*THE DATA:*
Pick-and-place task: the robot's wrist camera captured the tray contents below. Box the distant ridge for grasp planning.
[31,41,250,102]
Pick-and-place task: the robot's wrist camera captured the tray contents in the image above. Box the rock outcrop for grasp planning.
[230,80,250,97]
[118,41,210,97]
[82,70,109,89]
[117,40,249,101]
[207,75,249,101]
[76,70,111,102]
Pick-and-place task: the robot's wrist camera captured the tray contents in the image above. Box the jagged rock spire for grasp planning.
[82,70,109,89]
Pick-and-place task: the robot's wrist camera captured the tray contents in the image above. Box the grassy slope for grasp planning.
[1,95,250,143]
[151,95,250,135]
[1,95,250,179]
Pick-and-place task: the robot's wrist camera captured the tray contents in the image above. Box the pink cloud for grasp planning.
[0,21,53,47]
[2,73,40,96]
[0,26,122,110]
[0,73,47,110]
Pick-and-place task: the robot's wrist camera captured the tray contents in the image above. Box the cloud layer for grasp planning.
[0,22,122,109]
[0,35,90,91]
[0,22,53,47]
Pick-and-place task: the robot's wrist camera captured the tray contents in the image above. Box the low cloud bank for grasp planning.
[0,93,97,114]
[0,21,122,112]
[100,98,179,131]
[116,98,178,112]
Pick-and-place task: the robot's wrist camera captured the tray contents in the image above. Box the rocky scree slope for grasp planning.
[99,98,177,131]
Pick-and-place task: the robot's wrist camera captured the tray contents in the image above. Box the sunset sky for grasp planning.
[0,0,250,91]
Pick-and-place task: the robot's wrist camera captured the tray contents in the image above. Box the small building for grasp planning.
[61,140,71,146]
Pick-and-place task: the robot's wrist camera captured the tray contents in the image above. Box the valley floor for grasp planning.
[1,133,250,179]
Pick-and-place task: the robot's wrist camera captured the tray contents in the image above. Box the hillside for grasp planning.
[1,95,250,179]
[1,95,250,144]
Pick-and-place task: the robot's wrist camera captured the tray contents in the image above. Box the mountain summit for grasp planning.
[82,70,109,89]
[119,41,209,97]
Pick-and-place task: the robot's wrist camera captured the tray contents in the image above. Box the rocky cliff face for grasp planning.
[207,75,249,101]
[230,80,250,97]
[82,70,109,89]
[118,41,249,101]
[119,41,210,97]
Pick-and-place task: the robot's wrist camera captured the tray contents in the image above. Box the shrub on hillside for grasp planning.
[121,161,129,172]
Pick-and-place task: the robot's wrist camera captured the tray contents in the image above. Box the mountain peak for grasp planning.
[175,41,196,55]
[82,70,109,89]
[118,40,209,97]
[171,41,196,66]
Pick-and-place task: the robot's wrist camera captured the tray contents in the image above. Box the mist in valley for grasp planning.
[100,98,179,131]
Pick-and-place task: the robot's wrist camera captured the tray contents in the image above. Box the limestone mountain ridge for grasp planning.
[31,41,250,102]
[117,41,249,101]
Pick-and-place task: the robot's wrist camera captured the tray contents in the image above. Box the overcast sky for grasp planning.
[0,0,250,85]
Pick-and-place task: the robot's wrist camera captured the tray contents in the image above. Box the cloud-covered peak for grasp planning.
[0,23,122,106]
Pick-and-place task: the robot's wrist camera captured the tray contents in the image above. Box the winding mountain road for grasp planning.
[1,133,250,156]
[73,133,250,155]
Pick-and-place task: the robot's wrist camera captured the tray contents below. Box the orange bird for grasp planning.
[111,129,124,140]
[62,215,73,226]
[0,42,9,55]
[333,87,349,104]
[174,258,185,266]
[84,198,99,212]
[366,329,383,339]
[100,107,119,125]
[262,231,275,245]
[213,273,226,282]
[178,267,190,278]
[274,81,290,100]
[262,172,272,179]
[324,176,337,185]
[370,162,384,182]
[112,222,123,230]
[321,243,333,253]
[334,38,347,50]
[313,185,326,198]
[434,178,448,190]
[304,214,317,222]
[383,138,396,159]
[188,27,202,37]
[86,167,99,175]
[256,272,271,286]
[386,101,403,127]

*THE PROBLEM:* Output all of the data in full, exactly as given.

*ANSWER BOX:*
Pick-and-place task: the robot's wrist camera captured the tray contents below. Box the distant ridge for grasp planning.
[31,41,250,102]
Pick-and-place task: the robot's wrist camera captured the tray contents in the image above. Box the rock outcrop for grasp planning.
[230,80,250,97]
[118,41,210,97]
[82,70,109,89]
[117,40,249,101]
[207,75,249,101]
[76,70,111,102]
Pick-and-place task: the robot's wrist camera captured the tray contents in the image above. Box the jagged rock spire for grasp planning.
[82,70,109,89]
Pick-and-place task: the robot's wrist camera captured the tray contents in the image above. Box the grassy slope for grasp planning.
[1,95,250,143]
[151,95,250,135]
[1,95,250,179]
Pick-and-place task: the robot's wrist camera captured the tray contents in the image above. Box the pink cloud for grasp planning.
[0,21,53,47]
[2,73,40,96]
[0,26,122,110]
[0,73,47,110]
Pick-and-place task: the robot's wrist camera captured the tray contents in the image above. Box the cloud layer for grasp planning.
[0,22,122,109]
[0,35,90,91]
[0,22,53,47]
Pick-and-place task: the robot's wrist camera captured the tray contents in the image above. Box the low cloud bank for grasp planning.
[0,93,97,114]
[0,21,122,112]
[100,98,179,131]
[116,98,178,112]
Pick-and-place task: the robot's wrist camera captured the tray contents in the image above. Box the rocky scree slope for grasp planning.
[99,98,177,131]
Pick-and-place task: the robot's wrist camera captured the tray contents in the image above. Box the sunset sky for grasp planning.
[0,0,250,91]
Pick-and-place task: the robot's wrist camera captured the tray contents in the image above. Box the small building for grasp planning.
[61,140,71,146]
Pick-and-place task: the robot's wrist camera captured the tray contents in the image above. Box the valley floor for grasp planning.
[1,133,250,179]
Pick-and-place task: the robot's wrist camera captured the tray contents in the image above. Box the hillside for grasp planning.
[1,95,250,179]
[1,95,250,144]
Pick-and-place task: the robot's wrist camera captured the tray contents in the image above. Box the mountain summit for grasp planning.
[82,70,109,89]
[119,41,209,97]
Pick-and-place task: the robot's wrist camera captured the tray contents in the image above. Box the rocky cliff face for grasp planning.
[207,75,249,101]
[230,80,250,97]
[82,70,109,89]
[118,41,249,101]
[119,41,210,97]
Pick-and-place task: the robot's wrist camera captured the tray contents in the image above. Box the shrub on hillside for grasp planning.
[121,161,129,172]
Pick-and-place task: the robot's wrist camera captured the tray contents in the image above. Box the mountain peak for grasp planning.
[175,41,196,55]
[82,70,109,89]
[118,40,209,97]
[171,41,196,66]
Pick-and-place task: the robot's wrist camera captured the tray contents in the image above. Box the mist in valley for grasp planning.
[100,98,179,131]
Pick-and-place task: the robot's wrist camera captured the tray contents in the image above. Box the limestone mountain ridge for grasp planning.
[31,41,250,102]
[117,41,249,101]
Pick-and-place task: the robot's wrist camera captured the tray contents in the image above. Box the overcast sky for grasp planning.
[0,0,250,85]
Pick-and-place task: the robot's wrist camera captured the tray contents in the image above. Box the cloud-covered peak for grasp planning.
[0,23,122,106]
Pick-and-place task: the robot's wrist camera captured the tray contents in the image above. Box the winding mountain road for grasp planning.
[1,133,250,156]
[73,133,250,155]
Pick-and-place task: the robot's wrist camera captured the tray contents below. Box the orange bird for grasp planning.
[111,129,124,140]
[62,215,73,226]
[0,42,9,55]
[333,87,349,104]
[174,258,185,266]
[84,198,99,212]
[366,329,383,339]
[100,107,119,125]
[262,231,275,245]
[213,273,226,282]
[178,267,190,278]
[274,81,290,100]
[262,172,272,179]
[324,176,337,185]
[370,162,384,182]
[112,222,123,230]
[321,243,333,253]
[334,38,347,50]
[313,185,326,198]
[434,178,448,190]
[304,214,317,222]
[383,138,396,159]
[188,27,202,37]
[86,167,99,175]
[256,272,271,286]
[386,101,403,127]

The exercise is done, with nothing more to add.